▸ **EXERCISE DETAILS**:
Copy out every line of the records where the string "window" occurs.
===== DATA FOR PROCESSING
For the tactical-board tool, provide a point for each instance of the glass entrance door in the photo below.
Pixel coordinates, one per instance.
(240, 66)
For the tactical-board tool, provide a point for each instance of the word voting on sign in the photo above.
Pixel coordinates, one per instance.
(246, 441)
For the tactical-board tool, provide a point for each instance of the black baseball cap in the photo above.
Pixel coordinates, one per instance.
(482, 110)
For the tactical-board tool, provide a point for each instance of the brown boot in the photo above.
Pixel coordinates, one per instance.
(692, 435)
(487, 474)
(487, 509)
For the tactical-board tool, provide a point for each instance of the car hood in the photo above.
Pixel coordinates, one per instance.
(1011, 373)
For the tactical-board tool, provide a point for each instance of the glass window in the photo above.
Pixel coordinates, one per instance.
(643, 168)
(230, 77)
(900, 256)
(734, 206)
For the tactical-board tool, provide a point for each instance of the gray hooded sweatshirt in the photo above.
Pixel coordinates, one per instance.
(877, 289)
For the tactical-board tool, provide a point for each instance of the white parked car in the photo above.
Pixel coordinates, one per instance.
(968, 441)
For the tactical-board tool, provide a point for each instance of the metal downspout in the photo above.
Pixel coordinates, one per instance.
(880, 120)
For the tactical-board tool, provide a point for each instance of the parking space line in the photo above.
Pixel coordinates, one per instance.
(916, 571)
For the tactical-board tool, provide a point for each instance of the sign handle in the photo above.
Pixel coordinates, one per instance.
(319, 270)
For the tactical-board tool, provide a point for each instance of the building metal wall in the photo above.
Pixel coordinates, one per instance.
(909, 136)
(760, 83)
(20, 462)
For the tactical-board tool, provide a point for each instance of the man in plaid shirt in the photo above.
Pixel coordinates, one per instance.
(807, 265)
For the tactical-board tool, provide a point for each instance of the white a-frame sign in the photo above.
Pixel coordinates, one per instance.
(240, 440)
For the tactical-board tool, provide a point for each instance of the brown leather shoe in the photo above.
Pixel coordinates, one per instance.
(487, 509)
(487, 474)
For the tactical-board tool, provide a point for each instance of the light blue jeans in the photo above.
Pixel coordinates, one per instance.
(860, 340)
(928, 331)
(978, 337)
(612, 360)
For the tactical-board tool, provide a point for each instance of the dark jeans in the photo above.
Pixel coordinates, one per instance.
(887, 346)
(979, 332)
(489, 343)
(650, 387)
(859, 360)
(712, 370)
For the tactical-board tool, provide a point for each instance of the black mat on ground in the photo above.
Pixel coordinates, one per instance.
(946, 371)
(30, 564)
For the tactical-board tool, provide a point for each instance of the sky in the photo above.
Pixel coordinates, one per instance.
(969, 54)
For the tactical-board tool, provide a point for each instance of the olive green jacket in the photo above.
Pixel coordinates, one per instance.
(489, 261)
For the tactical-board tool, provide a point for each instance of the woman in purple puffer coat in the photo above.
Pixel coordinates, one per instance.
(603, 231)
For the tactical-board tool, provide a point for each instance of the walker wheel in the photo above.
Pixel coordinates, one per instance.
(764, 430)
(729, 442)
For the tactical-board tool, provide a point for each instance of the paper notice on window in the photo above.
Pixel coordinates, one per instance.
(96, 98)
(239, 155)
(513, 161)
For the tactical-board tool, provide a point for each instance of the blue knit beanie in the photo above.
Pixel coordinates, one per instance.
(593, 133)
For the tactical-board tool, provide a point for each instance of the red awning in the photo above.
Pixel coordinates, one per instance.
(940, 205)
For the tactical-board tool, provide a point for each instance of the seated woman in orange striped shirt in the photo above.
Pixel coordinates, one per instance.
==========
▸ **SOLUTION TO THIS PROBLEM**:
For the tactical-board tool, provide a point for each instance of the glass window in the photo above.
For the tactical-board tool, provide a point for each instance of the paper notice on window in the photo above.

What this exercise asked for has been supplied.